■ Text:

==============================

Narrowing Down Performance Problems in Managed Code

My last entry was some generic advice about how to do a good performance investigation.  I think actually it’s too generic to be really useful — in fact I think it fails my Peanut Butter Sandwich Test.

Digression to discuss the Peanut Butter Sandwich Test

I review a lot of documents and sometimes they say things that are so obvious as to be uninteresting.  The little quip I have for this situation is, “Yes what you are saying is true of [the system] but it’s also true of peanut butter sandwiches.” Consider a snippet like this one, “Use a cache where it provides benefits,” and compare with, “Use a peanut butter sandwich where it provides benefits.”  Both seem to work… that’s a bad sign. 

You certainly don’t want to get an F on the Peanut Butter Sandwich Test but hopefully you won’t settle for just a C-.

Back on topic

I thought it would be good to follow up the generic advice with some specific suggestions for things to look at. These are things I look at in step 2 or 3 of the investigation.

Under .NET CLR Memory, check “% Time in GC” if it’s getting near 10% or higher you may have some memory issues, consider these secondary tests:

  • is the raw allocation rate “Allocated Bytes/sec” too high? -> reduce total allocations
  • is the promotion rate “Promoted Memory from Gen 1” too high? -> be careful about object lifetimes, avoid “mid-life crisis”

==============================

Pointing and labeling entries
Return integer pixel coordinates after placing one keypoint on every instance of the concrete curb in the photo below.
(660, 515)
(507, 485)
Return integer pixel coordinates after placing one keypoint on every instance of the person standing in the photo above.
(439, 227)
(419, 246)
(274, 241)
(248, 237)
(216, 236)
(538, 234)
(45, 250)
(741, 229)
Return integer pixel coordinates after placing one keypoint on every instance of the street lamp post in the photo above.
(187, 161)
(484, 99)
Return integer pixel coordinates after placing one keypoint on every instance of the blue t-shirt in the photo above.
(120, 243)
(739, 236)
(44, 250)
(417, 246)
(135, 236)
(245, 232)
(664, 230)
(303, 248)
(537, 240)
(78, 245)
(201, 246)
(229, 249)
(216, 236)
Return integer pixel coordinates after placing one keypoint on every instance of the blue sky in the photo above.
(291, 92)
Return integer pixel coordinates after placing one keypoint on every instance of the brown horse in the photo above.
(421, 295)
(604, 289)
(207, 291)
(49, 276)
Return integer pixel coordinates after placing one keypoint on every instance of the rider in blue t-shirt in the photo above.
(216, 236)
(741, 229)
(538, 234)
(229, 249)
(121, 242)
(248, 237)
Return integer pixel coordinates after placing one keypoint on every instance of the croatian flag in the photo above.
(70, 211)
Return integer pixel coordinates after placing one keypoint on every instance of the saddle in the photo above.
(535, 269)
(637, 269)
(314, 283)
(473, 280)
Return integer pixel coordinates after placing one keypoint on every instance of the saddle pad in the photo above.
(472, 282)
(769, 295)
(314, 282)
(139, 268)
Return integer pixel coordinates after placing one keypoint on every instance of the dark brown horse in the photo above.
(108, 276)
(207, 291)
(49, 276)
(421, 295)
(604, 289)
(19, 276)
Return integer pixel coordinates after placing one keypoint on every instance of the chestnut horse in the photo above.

==============================

■ Prompt 1:
In the records, switch "keypoint" to "marker" in everything from the line containing "pad in the photo above." down to the end of the records, and give those lines again with all else unchanged.
■ Prompt 2:
Proceed with the text on narrowing down performance problems in managed code from where it stops.

■ Written reply 1:
Return integer pixel coordinates after placing one marker on every instance of the saddle pad in the photo above.
(472, 282)
(769, 295)
(314, 282)
(139, 268)
Return integer pixel coordinates after placing one marker on every instance of the dark brown horse in the photo above.
(108, 276)
(207, 291)
(49, 276)
(421, 295)
(604, 289)
(19, 276)
Return integer pixel coordinates after placing one marker on every instance of the chestnut horse in the photo above.

■ Written reply 2:
  • is the finalization rate “Finalization Survivors” too high? -> make sure you are disposing the key objects
  • is the heap growing when it shouldn’t “# Bytes in all Heaps” -> check for reference leaks

Is the CPU not saturated when it should be?  Look under .NET CLR LocksAndThreads

  • is the “Contention Rate / sec” counter high compared to your throughput rate? -> you should re-examine your locking strategy
  • is the “# of current physical Threads” too low for the problem?  -> (ammended) more parallelism may be helpful, consider using the ThreadPool if not already in use, possibly adjust ThreadPool parameters to get more threads (not usually needed)
  • in the “Thread” category examine “Context Switches / sec”, is this high compared to your throughput rate?  -> perhaps the workitem you are giving threads in the thread pool is too small, consider something chunkier

Is the throughput rate low even though the CPU is saturated?

  • look under “.NET CLR Exceptions”, is “# of Excepts Thrown / sec” high compared to your throughput? -> consider reducing use of exceptions in common paths
  • look under “.NET CLR Interop”, is “# of marshalling” growing too fast?  -> consider simplifying the arguments passed in interop cases so that marshalling is cheaper
  • look under “.NET CLR Security”, is “% Time in RT checks” significant?  -> consider simplying the demands being placed on the security system to lower the cost of security checks
  • look under “.NET CLR Jit”, is “% Time in Jit” significant? This counter shouldn’t stay high because jitting should settle out, if it remains high then perhaps there is dynamic code generation via reflection going on -> simply dynamic code cases

This just a taste of course, and each of these items would likely lead to further investigation with a profiling tool that is suitable to drilling into that particular kind of problem but these are examples of leading indicators that I use.

For more information on the GC Performance counters specifically see Maoni’s blog entry on that subject.  Her most recent article is on using the GC efficiently also very interesting, lots of good details there.

Comments (16)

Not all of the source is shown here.